### Extracted data
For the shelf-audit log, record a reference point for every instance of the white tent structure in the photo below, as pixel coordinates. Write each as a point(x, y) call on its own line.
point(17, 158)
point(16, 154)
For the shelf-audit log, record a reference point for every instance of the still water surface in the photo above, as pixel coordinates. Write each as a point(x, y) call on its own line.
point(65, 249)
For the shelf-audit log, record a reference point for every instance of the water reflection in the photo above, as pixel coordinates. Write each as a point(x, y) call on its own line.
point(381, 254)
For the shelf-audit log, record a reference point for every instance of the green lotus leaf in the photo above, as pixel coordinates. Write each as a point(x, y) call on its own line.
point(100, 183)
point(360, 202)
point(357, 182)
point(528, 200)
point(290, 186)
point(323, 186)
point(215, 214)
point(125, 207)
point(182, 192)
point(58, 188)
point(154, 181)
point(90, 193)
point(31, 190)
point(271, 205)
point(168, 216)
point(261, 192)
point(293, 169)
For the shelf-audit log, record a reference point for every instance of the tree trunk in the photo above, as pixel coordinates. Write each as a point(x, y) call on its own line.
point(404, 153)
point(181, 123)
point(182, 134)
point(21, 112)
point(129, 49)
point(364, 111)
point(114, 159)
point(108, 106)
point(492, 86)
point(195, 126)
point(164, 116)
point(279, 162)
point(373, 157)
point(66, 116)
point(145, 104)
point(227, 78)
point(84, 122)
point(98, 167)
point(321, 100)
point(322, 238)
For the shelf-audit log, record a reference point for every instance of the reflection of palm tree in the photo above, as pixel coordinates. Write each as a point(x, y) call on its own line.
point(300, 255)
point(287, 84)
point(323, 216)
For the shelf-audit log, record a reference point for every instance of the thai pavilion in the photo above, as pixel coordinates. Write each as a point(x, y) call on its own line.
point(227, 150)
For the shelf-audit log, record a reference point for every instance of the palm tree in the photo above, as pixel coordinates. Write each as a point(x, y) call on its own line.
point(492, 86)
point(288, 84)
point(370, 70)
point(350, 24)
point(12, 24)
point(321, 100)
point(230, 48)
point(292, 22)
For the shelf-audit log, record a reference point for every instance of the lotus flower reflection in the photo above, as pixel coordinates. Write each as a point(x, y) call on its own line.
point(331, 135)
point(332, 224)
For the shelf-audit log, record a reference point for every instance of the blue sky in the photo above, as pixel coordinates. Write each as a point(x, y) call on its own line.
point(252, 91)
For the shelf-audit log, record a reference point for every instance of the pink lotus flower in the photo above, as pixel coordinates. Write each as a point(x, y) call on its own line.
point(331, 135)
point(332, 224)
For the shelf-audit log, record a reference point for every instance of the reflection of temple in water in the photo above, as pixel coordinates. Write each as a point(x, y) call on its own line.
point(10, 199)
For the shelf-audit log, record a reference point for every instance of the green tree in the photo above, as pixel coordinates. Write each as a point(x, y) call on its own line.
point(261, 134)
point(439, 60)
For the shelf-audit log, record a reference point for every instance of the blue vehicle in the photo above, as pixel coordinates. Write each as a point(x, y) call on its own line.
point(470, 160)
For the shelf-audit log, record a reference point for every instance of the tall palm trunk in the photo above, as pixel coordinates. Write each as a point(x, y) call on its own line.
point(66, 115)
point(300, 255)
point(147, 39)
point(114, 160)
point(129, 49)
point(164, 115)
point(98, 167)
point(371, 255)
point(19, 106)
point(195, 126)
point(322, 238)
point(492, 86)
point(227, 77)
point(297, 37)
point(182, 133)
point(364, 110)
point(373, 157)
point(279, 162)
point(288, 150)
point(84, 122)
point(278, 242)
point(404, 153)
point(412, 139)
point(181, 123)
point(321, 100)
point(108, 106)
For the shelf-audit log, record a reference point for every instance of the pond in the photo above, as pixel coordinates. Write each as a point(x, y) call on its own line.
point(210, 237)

### Problem statement
Please repeat the listing word for word.

### Solution
For the shelf-audit log, record a reference point for every instance of the white tent structure in the photo below, as pixel coordinates. Write each as a point(x, y) call on its own line.
point(17, 158)
point(16, 154)
For the shelf-audit log, record a reference point for every instance of the still water surface in the photo above, as pixel coordinates. Write each as a point(x, y) call on its own line.
point(65, 249)
For the shelf-audit log, record a reference point for every instance of the water reflection in the photo above, as pixel coordinates. Write each as a point(x, y) call on its own line.
point(381, 254)
For the shelf-audit log, record a reference point for every instance of the green lotus leaf in the photo above, as pixel coordinates. Write each as a point(x, y) call on its own line.
point(100, 183)
point(360, 202)
point(357, 182)
point(528, 200)
point(290, 186)
point(323, 186)
point(215, 214)
point(125, 207)
point(182, 192)
point(58, 188)
point(154, 181)
point(90, 193)
point(31, 190)
point(271, 205)
point(168, 216)
point(261, 192)
point(293, 169)
For the shelf-audit log, record a reference point for every instance of the tree trunk in the photo above, as pixel coordinates. Write each as a point(x, y) call on its own line.
point(404, 153)
point(181, 123)
point(182, 134)
point(21, 112)
point(129, 49)
point(364, 111)
point(114, 159)
point(108, 106)
point(492, 86)
point(195, 126)
point(164, 116)
point(279, 162)
point(373, 157)
point(66, 116)
point(145, 104)
point(227, 78)
point(84, 122)
point(98, 167)
point(321, 100)
point(322, 238)
For the shelf-audit log, record a reference point for every instance of the reflection of palm tree in the photo above, as pixel coordinates. Write each as a point(x, y) call on its own line.
point(300, 255)
point(287, 84)
point(323, 216)
For the shelf-audit log, record a reference point for every instance of the thai pavilion in the photo above, as pixel coordinates. Write each as a point(x, y) call on its own line.
point(227, 150)
For the shelf-audit log, record a reference point for every instance of the palm tree in the photo above, as pixel coordinates. Write each as a point(x, y) call on its own line.
point(492, 86)
point(288, 84)
point(370, 70)
point(350, 24)
point(12, 24)
point(321, 100)
point(230, 48)
point(292, 22)
For the shelf-audit log, record a reference point for every instance of the lotus flower reflection in the photo above, as pixel coordinates. Write each as a point(x, y) call on its own line.
point(331, 135)
point(332, 224)
For the shelf-audit log, record a reference point for every instance of the blue sky in the photo above, as pixel coordinates. Write each as a point(x, y) call on its own line.
point(252, 91)
For the shelf-audit log, record a reference point for every instance of the pink lotus flower in the photo above, as pixel coordinates. Write each as a point(x, y) call on its own line.
point(331, 135)
point(332, 224)
For the shelf-audit log, record a reference point for every instance of the reflection of temple in water in the photo above, as pixel coordinates. Write each as a point(x, y) call on its own line.
point(10, 199)
For the shelf-audit log, record a reference point for every instance of the green tree in the photo above, as pixel coordinates. Write each as a point(x, y) call on its own line.
point(261, 134)
point(439, 60)
For the shelf-audit log, record a reference point for every instance of the blue vehicle in the photo above, as pixel coordinates. Write each as a point(x, y) call on its own line.
point(470, 160)
For the shelf-audit log, record a reference point for every instance of the tall palm trunk in the photo above, as pixel coordinates. Write each as a point(x, y) call on its own line.
point(66, 115)
point(300, 255)
point(147, 39)
point(114, 160)
point(129, 49)
point(164, 115)
point(98, 167)
point(371, 255)
point(19, 106)
point(195, 126)
point(322, 238)
point(492, 86)
point(227, 77)
point(297, 37)
point(182, 133)
point(364, 110)
point(373, 157)
point(279, 162)
point(288, 150)
point(84, 122)
point(278, 242)
point(404, 153)
point(412, 139)
point(181, 123)
point(321, 100)
point(108, 106)
For the shelf-audit log, record a reference point for every instance of the pond in the photo above, as pixel coordinates. Write each as a point(x, y) call on its own line.
point(210, 237)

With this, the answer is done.